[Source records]

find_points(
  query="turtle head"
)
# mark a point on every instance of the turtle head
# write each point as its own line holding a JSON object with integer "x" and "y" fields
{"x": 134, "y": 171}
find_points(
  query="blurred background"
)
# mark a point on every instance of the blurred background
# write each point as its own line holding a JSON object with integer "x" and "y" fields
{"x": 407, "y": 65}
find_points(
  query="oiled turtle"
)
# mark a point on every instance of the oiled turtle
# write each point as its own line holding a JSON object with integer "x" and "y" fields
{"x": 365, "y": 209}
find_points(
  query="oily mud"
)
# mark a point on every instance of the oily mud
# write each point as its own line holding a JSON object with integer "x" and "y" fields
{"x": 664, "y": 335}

...

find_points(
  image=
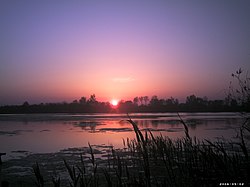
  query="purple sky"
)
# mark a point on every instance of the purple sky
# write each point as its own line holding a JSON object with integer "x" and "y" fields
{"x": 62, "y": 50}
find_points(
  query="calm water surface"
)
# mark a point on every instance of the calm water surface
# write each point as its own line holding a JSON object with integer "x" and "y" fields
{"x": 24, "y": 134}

...

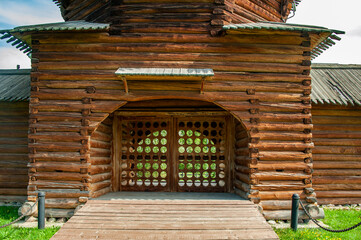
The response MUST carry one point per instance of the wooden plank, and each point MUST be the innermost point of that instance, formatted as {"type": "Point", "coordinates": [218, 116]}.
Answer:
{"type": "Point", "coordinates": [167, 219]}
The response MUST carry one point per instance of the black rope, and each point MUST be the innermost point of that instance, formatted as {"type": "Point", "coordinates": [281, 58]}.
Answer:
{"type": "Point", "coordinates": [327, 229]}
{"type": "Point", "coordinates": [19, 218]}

GIVEN EXERCISE: Count how many of the lines above contain the string "query", treating uppercase and lowercase as different. Reply with the number alone.

TASK RESPONSE: 6